Texte présenté:
=-=-=

Traiter ces mouvements de mouvements politiques et non point de mouvements religieux me paraît pouvoir remettre sur pied une approche qui évoluait renversée. Cela permet de juger de leur action politique sans l’enveloppe métaphysique qui imposait de critiquer -en vain- leurs programmes célestes plutôt que de voir leur action de terrain (ou de terre). Cela permettra de voir leurs alliances d’ici-bas plutôt que de s’aliéner dans l’abstraction la plus vague de leurs rapports à Dieu et aux anges. Cela permettra surtout de voir en quoi ils relayent – parfois de projet et souvent de fait – l’action capitaliste; quoique sous des formes variées.

Il est tout de même assez remarquable qu’en Amérique centrale et du sud les conflits et la lutte anti-capitalistes aient la coloration la moins religieuse au monde et que c’est, contrairement, en Afrique, en Asie et en Europe, que Dieu est beaucoup plus présent sur la scène politique.

=-=-=

Défis:
1 > D'après le texte sur les mouvements politiques et religieux, dans quelle région du monde les luttes anticapitalistes sont-elles les moins teintées de religion ?
2 > Prolongez le texte sur les mouvements politiques et religieux en reprenant juste après sa dernière phrase.

Extrait des données:
=-=-=

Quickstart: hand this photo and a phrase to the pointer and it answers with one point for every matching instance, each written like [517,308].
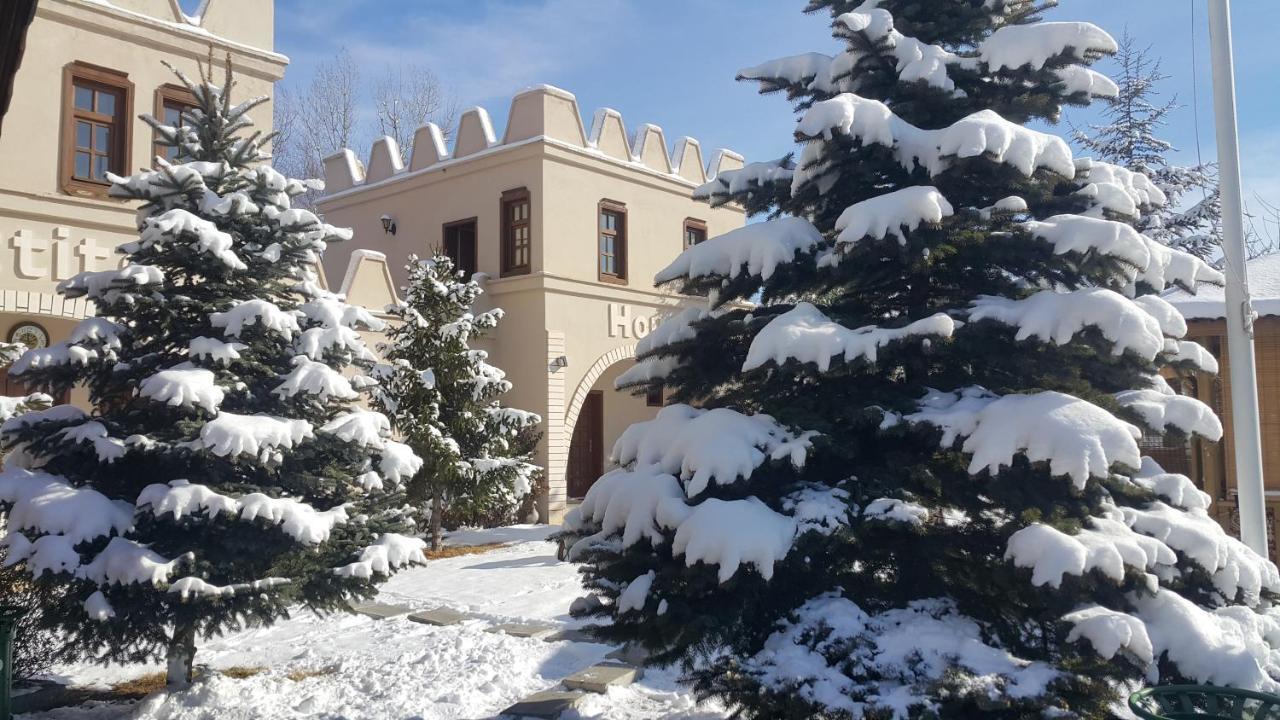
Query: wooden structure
[1212,464]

=-=-=

Réponses:
1 > En Amérique centrale et du Sud.

2 >
Le capitalisme ne peut vivre sans ennemis. Ils les a toujours crées. Sans le ‘communisme’, il se devait donc d’en trouver d’autres. Il créa les reflexes nationalistes ou des ‘guerres de civilisations’. encore un outil d’aliénation et surtout un marché de guerre, d’armes, de destruction et de ‘reconstruction’. De toutes pièces, il monta la grosse ‘bulle ensanglantée’ du terrorisme. Cela a pu mettre de concert centre, périphéries et toutes formes d’Etats, mais, consommé à fond – y compris avec des catastrophes guerières aussi importantes que la guerre Iran-Irak, les deux guerres du Golfe, des Balkans etc…- la crise n’est pas pour autant résolue. Le capital ne peut se passer de la guerre (Plus de 260 conflits régionaux en moins de la moitié d’un siècle et il y revient de plus fort) mais sa crise est désormais beaucoup plus grave pour pouvoir financer avec autant d’acharnement les guerres qu’il mène. Il en mènera d’autres par procuration mais il semble trouver gain meilleur à ses trouver des managers locaux pour ses propres crises et à plus forte raison dans ses rapports avec les sociétés qui en souffrent le plus, donc les plus en voie de rébelliion.

Les temps ne sont pus aux dictatures à visage découvert.

Le capitalisme n’a plus les moyens pour ses guerres.

Les peuples bougent. Les dictatures classiques chutent.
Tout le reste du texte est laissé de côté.